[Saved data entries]
---

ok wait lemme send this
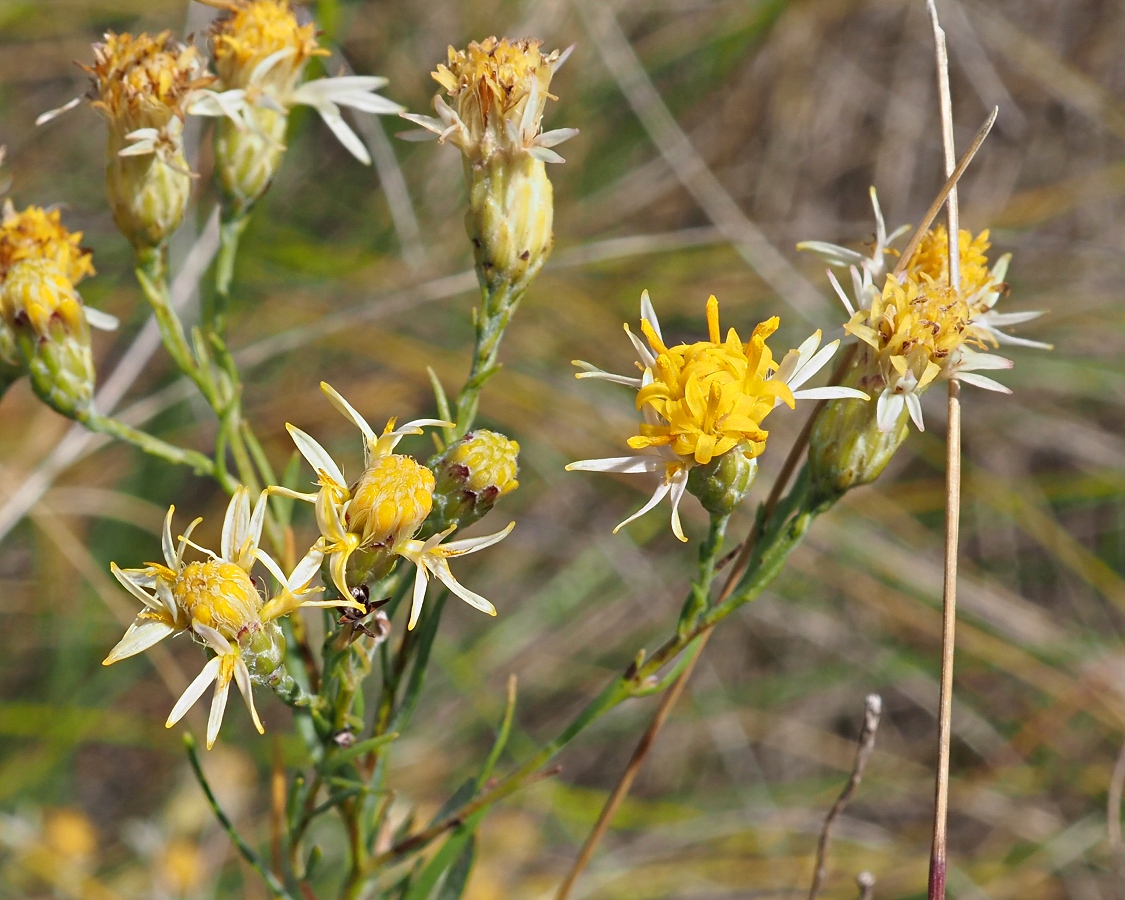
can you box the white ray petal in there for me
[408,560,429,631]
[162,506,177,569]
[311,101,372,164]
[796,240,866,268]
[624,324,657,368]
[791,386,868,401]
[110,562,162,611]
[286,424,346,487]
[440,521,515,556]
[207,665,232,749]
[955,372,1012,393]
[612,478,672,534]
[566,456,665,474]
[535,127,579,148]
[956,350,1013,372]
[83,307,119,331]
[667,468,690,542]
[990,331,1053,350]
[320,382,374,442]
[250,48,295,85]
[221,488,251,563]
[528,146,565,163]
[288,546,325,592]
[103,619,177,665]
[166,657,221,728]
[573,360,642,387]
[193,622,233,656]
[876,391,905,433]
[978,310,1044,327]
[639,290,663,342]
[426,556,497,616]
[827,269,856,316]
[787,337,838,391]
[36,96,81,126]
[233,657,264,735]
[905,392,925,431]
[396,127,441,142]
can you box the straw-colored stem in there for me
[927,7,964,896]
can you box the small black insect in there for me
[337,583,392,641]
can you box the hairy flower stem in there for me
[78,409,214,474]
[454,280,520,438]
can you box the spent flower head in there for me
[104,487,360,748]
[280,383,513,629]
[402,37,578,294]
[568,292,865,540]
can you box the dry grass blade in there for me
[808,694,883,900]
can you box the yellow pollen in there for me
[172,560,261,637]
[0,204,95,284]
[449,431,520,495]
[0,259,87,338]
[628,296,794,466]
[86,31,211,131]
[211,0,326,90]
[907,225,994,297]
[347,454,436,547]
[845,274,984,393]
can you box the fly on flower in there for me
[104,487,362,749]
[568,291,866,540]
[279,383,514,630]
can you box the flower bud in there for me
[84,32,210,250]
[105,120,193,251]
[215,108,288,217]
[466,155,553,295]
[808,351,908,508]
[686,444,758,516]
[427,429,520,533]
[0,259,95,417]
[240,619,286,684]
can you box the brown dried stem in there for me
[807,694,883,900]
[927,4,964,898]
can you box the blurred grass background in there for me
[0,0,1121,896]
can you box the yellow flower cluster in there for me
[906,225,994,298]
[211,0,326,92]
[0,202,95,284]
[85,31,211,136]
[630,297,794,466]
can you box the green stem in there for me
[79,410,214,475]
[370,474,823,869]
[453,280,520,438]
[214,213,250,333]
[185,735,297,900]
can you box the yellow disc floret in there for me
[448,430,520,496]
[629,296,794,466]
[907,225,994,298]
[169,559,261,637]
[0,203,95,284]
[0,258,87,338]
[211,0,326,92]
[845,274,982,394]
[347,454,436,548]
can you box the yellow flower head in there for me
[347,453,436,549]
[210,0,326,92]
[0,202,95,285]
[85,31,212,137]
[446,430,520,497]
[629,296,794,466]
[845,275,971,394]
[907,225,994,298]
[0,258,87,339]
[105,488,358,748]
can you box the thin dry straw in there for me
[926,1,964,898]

---

◆ WHAT THE TASK REQUIRES ◆
Quote verbatim the line containing "can you box the fly on flower in there for me" and every line after it through the end of the records above.

◆ TASK OUTPUT ◆
can you box the fly on flower in there for me
[104,487,362,749]
[568,291,866,540]
[279,383,514,630]
can you box the flower bud in there for me
[84,32,210,250]
[105,120,193,251]
[215,108,288,217]
[466,155,553,295]
[808,351,908,508]
[686,444,758,516]
[427,429,520,533]
[0,259,95,417]
[240,619,286,684]
can you box the brown dried stem in there for me
[807,694,883,900]
[927,4,964,898]
can you box the blurred grass background in there for me
[0,0,1121,896]
can you box the yellow flower cluster in there for me
[906,225,994,298]
[211,0,326,92]
[0,202,95,284]
[85,31,211,136]
[630,297,794,466]
can you box the green stem in there for me
[79,410,214,475]
[370,474,823,869]
[453,280,520,438]
[214,213,250,333]
[185,735,297,900]
can you box the yellow disc floret in there for me
[448,430,520,496]
[629,296,794,466]
[907,225,994,298]
[169,559,261,637]
[0,203,95,284]
[0,258,87,338]
[211,0,326,92]
[845,274,982,394]
[347,454,436,548]
can you box the yellow flower head in there for me
[347,453,436,549]
[210,0,326,92]
[0,202,95,285]
[85,31,212,137]
[446,430,520,497]
[629,296,794,466]
[845,275,971,394]
[907,225,994,298]
[0,258,87,339]
[105,488,358,748]
can you box the thin dry straw in there for me
[926,1,964,898]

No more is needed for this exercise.